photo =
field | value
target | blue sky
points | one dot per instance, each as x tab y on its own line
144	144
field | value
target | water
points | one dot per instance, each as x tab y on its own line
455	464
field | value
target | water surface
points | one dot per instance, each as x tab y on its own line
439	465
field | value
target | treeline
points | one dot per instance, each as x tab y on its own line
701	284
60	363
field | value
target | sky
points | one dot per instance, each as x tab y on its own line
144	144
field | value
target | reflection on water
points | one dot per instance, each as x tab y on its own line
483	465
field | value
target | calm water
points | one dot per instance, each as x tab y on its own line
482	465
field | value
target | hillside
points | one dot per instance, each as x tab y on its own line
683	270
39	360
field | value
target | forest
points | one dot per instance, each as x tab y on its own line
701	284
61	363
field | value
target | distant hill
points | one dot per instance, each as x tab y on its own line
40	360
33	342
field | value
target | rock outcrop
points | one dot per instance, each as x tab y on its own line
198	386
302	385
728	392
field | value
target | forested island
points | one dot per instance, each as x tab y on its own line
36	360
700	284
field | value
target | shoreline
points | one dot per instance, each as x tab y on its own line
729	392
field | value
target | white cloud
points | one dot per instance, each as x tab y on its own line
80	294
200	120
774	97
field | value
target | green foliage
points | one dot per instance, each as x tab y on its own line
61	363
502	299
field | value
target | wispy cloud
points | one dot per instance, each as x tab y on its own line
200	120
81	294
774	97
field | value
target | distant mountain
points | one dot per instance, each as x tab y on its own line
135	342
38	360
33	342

····················

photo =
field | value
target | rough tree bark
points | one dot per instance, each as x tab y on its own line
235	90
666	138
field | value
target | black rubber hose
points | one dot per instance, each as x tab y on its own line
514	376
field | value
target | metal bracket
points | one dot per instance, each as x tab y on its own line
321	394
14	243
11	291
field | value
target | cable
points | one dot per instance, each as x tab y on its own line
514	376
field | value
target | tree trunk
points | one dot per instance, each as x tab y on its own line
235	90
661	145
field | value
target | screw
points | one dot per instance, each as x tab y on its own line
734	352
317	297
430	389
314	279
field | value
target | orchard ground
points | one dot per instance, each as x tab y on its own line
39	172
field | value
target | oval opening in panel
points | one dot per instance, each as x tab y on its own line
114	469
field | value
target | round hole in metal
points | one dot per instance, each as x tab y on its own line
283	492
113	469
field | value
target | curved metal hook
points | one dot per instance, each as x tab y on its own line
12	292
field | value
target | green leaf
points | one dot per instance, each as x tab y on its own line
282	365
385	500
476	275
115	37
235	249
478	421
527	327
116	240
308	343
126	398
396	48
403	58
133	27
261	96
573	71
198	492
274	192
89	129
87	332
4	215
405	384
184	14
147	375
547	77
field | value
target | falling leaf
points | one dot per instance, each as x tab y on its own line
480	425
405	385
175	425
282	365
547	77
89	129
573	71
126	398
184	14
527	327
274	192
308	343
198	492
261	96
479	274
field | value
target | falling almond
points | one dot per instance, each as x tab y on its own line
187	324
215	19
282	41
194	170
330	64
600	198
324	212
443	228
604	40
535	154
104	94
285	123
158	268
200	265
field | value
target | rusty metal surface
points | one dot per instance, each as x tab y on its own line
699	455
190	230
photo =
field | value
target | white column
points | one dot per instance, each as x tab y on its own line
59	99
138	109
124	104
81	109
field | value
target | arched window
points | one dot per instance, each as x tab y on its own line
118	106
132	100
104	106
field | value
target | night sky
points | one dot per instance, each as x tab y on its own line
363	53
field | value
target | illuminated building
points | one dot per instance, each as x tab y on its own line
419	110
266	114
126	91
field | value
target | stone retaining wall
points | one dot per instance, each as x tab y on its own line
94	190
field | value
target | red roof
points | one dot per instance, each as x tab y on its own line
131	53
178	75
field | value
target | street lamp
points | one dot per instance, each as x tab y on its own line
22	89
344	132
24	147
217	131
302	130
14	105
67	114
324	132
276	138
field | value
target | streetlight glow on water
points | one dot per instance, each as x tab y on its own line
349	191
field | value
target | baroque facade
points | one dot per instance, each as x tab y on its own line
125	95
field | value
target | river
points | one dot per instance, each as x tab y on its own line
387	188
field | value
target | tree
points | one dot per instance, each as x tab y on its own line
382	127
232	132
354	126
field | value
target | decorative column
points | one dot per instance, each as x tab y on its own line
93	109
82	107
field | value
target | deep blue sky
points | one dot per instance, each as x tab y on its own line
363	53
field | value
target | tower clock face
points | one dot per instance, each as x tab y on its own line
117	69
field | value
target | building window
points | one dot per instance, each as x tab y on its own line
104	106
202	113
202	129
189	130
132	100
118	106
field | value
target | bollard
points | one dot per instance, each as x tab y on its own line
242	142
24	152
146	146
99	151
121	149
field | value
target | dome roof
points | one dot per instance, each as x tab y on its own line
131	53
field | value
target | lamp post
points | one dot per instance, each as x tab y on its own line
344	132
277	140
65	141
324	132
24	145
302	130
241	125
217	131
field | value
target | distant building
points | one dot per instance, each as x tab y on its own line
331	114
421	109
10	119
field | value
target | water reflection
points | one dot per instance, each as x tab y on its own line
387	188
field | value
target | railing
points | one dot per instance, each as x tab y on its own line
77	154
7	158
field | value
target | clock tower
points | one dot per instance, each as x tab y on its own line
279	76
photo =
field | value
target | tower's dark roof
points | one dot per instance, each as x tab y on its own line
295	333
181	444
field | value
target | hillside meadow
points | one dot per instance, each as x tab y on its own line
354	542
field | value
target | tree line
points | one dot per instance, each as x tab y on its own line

····················

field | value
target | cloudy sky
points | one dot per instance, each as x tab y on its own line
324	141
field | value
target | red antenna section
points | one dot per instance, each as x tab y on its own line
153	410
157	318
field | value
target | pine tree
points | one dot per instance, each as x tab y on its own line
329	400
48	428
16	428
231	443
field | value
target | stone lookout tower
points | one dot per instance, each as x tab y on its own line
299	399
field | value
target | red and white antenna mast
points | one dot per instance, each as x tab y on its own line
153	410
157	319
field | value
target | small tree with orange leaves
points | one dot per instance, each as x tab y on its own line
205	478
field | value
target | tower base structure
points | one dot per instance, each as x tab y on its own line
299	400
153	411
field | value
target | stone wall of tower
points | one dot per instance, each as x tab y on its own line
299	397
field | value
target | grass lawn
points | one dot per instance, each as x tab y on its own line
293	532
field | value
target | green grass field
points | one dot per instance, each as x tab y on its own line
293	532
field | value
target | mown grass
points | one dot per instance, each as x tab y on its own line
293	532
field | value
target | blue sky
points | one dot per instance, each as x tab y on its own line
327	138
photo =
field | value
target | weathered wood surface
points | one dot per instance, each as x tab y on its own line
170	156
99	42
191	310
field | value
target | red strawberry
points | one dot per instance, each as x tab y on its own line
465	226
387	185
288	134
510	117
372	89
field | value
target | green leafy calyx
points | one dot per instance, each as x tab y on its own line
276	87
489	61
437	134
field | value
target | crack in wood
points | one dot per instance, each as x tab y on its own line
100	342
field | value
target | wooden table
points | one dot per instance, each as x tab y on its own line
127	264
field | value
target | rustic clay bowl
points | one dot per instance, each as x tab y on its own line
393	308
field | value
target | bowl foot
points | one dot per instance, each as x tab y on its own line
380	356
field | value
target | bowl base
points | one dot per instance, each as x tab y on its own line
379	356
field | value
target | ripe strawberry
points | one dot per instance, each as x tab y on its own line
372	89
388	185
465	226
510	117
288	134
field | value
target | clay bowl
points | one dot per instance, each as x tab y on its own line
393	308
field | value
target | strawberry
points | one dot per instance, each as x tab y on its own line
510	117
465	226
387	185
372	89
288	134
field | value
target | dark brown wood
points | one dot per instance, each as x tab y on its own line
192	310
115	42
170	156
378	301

····················

What you need to do
Return every line of the records above that contains the word "green".

The response
target | green foliage
target | green leaf
target | green grass field
target | green leafy calyx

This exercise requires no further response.